• _Opdracht 1_:
Beantwoord alstublieft de volgende vragen over het fragment over de uitspraak van de Centrale Raad van Beroep:
(a) Op welke datum is de uitspraak gepubliceerd?
(b) Welke rechtbank deed de aangevallen uitspraak?
(c) Op welke datum vond het onderzoek ter zitting plaats?
• _Opdracht 2_: Schrijf het vervolg van het fragment over de uitspraak van de Centrale Raad van Beroep, aansluitend op de laatste zin.

• _Fragment_:
Home

Centrale Raad van Beroep, 01-12-2014, ECLI:NL:CRVB:2014:4016, 13-2374 WAO

Centrale Raad van Beroep, 01-12-2014, ECLI:NL:CRVB:2014:4016, 13-2374 WAO

Gegevens

Instantie
Centrale Raad van Beroep
Datum uitspraak
1 december 2014
Datum publicatie
8 december 2014
ECLI
ECLI:NL:CRVB:2014:4016
Zaaknummer
13-2374 WAO

Inhoudsindicatie

Weigering WIA-uitkering toe te kennen. Minder dan 35% arbeidsongeschikt. Voldoende medische en arbeidskundige grondslag.

Uitspraak

13/2374 WAO

Datum uitspraak: 1 december 2014

Centrale Raad van Beroep

Enkelvoudige kamer

Uitspraak op het hoger beroep tegen de uitspraak van de rechtbank Den Haag van

27 maart 2013, 12/11040 (aangevallen uitspraak)

Partijen:

[Appellante] te [woonplaats] (appellante)

de Raad van bestuur van het Uitvoeringsinstituut werknemersverzekeringen (Uwv)

PROCESVERLOOP

Namens appellante is hoger beroep ingesteld.

Het Uwv heeft een verweerschrift ingediend.

Het onderzoek ter zitting heeft plaatsgevonden op 20 oktober 2014. Appellante is verschenen met bijstand van mr. E. Yeniasci. Het Uwv heeft zich laten vertegenwoordigen door

J.C. van Beek.

• _Vastgelegde gegevens_:
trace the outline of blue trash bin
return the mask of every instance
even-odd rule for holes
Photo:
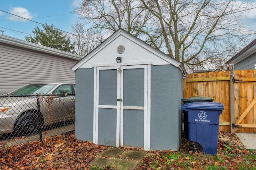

• _Antwoord 1_:
(a) 8 december 2014
(b) De rechtbank Den Haag
(c) 20 oktober 2014

• _Antwoord 2_:
OVERWEGINGEN

1. Bij besluit van 12 juni 2012 heeft het Uwv vastgesteld dat voor appellante geen recht op een uitkering op grond van de Wet werk en inkomen naar arbeidsvermogen (WIA) is ontstaan, omdat zij met ingang van 16 juli 2012 minder dan 35% arbeidsongeschikt was. Het bezwaar van appellante tegen dit besluit is bij besluit van 22 oktober 2012 (bestreden besluit) ongegrond verklaard.

2. De rechtbank heeft bij de aangevallen uitspraak het beroep van appellante tegen het bestreden besluit ongegrond verklaard.

3.1.

Appellante heeft in hoger beroep de gronden van het beroepschrift volledig herhaald.

3.2.

Het Uwv heeft verzocht om bevestiging van de aangevallen uitspraak.

4. Het oordeel van de Raad over de aangevallen uitspraak.

4.1.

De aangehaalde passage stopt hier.